— Start —

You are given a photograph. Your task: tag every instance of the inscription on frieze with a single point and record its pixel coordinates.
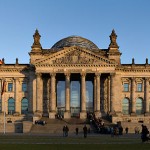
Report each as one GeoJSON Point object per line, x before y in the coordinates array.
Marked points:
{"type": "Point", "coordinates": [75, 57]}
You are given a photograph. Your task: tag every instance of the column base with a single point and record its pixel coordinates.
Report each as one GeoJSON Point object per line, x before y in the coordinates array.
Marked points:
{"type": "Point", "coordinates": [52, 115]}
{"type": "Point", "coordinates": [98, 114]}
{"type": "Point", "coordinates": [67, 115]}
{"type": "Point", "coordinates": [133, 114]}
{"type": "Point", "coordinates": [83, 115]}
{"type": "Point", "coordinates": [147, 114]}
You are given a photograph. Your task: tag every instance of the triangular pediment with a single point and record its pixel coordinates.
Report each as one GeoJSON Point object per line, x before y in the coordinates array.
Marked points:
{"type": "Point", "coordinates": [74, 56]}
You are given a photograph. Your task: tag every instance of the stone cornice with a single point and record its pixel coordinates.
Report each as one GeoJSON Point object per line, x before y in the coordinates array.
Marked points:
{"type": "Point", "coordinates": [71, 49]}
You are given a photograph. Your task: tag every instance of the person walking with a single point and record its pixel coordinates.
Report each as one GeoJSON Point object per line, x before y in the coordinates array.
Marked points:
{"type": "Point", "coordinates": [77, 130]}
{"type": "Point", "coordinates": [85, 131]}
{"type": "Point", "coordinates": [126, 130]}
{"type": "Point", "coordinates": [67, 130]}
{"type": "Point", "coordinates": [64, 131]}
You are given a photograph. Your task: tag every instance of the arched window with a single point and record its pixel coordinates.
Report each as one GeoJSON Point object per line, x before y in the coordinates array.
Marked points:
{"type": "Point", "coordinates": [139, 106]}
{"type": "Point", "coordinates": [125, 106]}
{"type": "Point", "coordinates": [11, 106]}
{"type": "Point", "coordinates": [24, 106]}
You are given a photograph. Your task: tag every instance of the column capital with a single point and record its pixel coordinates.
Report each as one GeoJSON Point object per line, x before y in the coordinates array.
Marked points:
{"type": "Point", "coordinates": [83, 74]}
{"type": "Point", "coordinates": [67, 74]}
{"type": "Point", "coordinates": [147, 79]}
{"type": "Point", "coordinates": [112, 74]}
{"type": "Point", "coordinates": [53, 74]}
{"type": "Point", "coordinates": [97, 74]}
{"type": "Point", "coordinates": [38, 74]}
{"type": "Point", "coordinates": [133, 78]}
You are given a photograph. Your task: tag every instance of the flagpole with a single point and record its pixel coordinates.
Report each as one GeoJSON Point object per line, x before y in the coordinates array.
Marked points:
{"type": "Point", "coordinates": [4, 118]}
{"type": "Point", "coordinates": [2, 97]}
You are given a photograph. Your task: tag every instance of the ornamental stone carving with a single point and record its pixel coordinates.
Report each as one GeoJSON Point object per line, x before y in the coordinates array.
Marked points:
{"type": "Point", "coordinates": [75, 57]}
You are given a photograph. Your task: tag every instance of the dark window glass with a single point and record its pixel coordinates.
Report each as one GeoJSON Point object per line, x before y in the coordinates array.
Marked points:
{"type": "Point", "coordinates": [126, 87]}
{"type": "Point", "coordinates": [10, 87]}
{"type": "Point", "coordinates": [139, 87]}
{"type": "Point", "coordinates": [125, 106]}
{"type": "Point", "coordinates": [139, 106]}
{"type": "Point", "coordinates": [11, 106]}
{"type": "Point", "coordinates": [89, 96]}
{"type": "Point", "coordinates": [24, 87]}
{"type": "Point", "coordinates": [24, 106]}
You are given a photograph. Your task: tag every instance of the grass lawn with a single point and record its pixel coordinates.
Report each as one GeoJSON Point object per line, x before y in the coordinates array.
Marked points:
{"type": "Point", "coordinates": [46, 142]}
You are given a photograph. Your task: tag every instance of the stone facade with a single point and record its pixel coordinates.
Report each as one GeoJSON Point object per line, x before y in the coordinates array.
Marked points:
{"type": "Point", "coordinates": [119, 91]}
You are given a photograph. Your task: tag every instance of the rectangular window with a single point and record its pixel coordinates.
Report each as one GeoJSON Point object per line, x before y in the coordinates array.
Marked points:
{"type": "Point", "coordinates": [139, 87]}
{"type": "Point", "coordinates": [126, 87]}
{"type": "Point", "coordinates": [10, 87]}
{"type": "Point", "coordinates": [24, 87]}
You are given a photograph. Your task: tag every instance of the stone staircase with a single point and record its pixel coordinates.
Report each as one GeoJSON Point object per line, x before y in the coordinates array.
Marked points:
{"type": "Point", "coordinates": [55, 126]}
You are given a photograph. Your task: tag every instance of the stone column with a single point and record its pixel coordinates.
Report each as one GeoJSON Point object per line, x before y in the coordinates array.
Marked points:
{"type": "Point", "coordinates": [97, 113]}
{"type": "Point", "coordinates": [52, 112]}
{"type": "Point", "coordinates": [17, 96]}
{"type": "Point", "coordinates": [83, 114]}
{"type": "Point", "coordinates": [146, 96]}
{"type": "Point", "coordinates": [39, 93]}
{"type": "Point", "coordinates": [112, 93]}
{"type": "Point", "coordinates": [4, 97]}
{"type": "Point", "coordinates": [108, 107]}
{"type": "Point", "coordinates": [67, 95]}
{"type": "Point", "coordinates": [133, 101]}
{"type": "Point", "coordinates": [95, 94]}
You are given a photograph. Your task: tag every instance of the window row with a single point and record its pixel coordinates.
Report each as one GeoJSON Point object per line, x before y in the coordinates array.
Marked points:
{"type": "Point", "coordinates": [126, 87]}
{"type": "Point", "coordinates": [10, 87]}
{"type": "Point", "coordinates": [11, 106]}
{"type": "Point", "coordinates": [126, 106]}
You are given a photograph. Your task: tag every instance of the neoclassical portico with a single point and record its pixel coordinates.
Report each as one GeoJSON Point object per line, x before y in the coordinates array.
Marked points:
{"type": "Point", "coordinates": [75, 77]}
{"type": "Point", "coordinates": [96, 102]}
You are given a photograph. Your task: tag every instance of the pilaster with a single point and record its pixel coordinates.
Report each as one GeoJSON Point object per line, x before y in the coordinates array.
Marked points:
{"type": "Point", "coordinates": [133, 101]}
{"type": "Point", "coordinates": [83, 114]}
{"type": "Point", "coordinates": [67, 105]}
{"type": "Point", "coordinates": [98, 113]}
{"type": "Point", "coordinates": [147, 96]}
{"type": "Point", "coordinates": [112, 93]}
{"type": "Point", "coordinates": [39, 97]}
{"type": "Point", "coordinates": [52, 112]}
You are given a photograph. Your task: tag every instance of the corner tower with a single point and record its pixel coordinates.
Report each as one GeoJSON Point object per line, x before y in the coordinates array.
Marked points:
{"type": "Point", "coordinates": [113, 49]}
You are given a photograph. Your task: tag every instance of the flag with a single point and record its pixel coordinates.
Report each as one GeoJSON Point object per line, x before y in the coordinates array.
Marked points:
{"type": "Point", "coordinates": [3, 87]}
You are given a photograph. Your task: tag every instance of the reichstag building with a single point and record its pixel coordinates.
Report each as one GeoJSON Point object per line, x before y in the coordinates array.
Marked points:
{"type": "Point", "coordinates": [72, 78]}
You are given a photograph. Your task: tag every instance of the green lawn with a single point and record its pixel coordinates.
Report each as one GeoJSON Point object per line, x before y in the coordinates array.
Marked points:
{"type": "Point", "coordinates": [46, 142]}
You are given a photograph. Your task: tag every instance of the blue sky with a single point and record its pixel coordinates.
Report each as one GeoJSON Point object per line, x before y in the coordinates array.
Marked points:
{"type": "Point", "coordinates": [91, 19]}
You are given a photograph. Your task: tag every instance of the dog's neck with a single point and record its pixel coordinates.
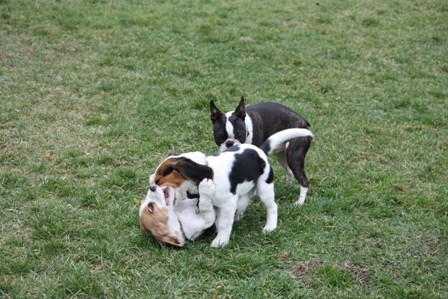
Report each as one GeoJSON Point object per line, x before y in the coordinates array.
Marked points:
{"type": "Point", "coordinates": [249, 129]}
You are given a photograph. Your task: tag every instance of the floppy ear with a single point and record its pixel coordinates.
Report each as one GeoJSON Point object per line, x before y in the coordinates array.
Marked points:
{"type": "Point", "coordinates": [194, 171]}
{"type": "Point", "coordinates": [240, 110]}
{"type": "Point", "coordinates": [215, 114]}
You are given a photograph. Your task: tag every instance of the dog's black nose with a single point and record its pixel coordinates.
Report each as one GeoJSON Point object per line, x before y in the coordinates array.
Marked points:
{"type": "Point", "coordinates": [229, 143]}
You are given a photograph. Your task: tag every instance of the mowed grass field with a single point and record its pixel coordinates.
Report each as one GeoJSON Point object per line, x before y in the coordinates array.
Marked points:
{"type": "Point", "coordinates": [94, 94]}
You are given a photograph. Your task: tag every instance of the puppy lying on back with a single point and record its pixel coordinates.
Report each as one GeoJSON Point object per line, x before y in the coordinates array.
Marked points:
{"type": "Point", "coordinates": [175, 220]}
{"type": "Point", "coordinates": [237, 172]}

— End —

• WHAT THE TASK REQUIRES: Copy out the listing word for word, beginning at the line containing "of the puppy" and continuing through its last line, both included.

• TASK OUTPUT:
You are given a photograph. Your task: tag every instance of the puppy lying on back with a single point and record its pixel coordinates.
Report each as one GeoJSON Point object per line, x before y in the coordinates array.
Marked points:
{"type": "Point", "coordinates": [175, 220]}
{"type": "Point", "coordinates": [237, 172]}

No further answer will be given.